• [练习说明] 根据下方关于 OpenCL 数据类型的节选，float 数据类型必须符合哪种存储格式？

OpenCL Data Types (数据类型)

1. Built-in Scalar Data Types - 内置标量数据类型

The following table describes the list of built-in scalar data types.

Type and Description
bool [1]
A conditional data type which is either true or false. The value true expands to the integer constant 1 and the value false expands to the integer constant 0.
一种条件数据类型，值为 true or false。其中 true 展开后为整形常量 1,而 false 展开后为整形常量 0。

[1] When any scalar value is converted to bool, the result is 0 if the value compares equal to 0; otherwise, the result is 1.
任意标量值转换为 bool 时，如果原始值等于 0，则结果为 0；否则，结果为 1。

char
A signed two’s complement 8-bit integer.
有符号 8 位整数，为二的补码。

unsigned char, uchar
An unsigned 8-bit integer.
无符号 8 位整数。

short
A signed two’s complement 16-bit integer.
有符号 16 位整数，为二的补码。

unsigned short, ushort
An unsigned 16-bit integer.
无符号 16 位整数。

int
A signed two’s complement 32-bit integer.
有符号 32 位整数，为二的补码。

unsigned int, uint
An unsigned 32-bit integer.
无符号 32 位整数。

long [2]
A signed two’s complement 64-bit integer.
有符号 64 位整数，为二的补码。

unsigned long, ulong [2]
An unsigned 64-bit integer.
无符号 64 位整数。

[2] The long, unsigned long and ulong scalar types are optional types for EMBEDDED profile devices that are supported if the value of the CL_DEVICE_EXTENSIONS device query contains cles_khr_int64. An OpenCL C 3.0 compiler must also define the __opencl_c_int64 feature macro unconditionally for FULL profile devices, or for EMBEDDED profile devices that support these types.
long, unsigned long and ulong 标量类型是 Embedded Profile (嵌入式简档) 设备的可选类型。如果 CL_DEVICE_EXTENSIONS 设备查询的值包含 cles_khr_int64，则支持这些类型。OpenCL C 3.0 编译器还必须无条件地为 FULL profile (完全简档) 设备或支持这些类型的 Embedded Profile (嵌入式简档) 设备定义 __opencl_c_int64 功能宏。

float
A 32-bit floating-point. The float data type must conform to the IEEE 754 single precision storage format.
32 位浮点数，必须符合 IEEE 754 中的单精度存储格式。

double [3]
A 64-bit floating-point. The double data type must conform to the IEEE 754 double precision storage format.
64 位浮点数，必须符合 IEEE 754 中的双精度存储格式。

Requires support for OpenCL C 1.2 or newer. In OpenCL C 3.0 it requires support of the __opencl_c_fp64 feature. Also see extension cl_khr_fp64.

• [数据]
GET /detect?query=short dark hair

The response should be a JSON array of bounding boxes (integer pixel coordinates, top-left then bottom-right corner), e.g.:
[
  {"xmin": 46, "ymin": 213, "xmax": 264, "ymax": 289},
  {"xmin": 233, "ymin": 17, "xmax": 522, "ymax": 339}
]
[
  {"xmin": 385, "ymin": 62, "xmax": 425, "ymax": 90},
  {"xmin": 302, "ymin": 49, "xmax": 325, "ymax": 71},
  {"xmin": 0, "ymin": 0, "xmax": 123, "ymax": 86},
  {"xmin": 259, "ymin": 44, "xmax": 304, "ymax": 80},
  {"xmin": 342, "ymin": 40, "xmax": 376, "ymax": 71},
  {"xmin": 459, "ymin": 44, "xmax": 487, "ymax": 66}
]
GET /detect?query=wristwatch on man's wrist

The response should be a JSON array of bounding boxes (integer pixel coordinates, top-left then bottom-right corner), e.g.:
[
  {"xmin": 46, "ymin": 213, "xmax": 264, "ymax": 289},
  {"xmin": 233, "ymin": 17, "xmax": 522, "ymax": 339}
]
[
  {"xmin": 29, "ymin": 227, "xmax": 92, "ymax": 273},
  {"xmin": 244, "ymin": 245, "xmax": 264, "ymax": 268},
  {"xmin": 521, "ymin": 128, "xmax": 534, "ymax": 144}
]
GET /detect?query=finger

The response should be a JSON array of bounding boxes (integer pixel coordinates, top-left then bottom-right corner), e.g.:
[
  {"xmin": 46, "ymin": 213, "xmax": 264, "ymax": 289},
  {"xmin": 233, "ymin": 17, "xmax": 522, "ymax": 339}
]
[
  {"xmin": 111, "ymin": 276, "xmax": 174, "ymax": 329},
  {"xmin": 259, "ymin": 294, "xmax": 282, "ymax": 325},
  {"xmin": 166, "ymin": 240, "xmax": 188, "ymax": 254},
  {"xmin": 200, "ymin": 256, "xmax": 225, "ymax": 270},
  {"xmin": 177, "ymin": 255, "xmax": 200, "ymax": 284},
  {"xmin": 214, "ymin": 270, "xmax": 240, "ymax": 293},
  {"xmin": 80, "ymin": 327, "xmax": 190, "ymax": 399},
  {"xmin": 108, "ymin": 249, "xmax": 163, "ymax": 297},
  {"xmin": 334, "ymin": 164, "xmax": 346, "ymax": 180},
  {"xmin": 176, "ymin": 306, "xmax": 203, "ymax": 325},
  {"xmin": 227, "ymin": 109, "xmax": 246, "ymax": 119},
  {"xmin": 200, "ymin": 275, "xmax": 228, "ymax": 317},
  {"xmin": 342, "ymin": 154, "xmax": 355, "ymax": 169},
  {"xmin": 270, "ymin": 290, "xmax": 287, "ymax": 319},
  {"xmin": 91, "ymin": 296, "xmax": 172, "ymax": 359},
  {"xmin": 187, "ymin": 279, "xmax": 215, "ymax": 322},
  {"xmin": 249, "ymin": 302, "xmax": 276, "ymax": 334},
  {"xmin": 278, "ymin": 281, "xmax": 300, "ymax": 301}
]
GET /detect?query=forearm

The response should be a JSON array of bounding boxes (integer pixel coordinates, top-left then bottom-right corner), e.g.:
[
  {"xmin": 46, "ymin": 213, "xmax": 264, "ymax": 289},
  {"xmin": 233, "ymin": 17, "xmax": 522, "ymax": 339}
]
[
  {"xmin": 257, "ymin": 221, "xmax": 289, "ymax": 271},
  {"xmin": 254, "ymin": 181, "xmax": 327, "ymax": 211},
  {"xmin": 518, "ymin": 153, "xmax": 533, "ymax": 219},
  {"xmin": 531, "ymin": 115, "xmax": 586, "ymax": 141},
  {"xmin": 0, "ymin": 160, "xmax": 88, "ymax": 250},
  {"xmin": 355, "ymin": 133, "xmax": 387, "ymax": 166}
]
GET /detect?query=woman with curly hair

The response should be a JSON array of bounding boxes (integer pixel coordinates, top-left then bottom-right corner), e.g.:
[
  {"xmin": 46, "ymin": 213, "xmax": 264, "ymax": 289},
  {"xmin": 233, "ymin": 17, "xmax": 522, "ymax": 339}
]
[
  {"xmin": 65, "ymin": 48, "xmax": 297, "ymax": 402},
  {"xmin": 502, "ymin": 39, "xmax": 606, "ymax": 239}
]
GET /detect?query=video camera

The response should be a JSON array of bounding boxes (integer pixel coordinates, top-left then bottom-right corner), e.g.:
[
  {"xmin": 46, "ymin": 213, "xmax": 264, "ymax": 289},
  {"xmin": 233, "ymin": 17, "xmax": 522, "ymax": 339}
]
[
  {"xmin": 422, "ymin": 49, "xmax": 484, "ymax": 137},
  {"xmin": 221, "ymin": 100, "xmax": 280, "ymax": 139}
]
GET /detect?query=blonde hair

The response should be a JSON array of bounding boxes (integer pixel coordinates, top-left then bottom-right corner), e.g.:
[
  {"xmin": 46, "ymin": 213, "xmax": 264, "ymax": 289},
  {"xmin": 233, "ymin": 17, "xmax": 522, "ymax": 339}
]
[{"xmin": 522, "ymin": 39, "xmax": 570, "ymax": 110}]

• [参考答案] float 数据类型必须符合 IEEE 754 单精度存储格式。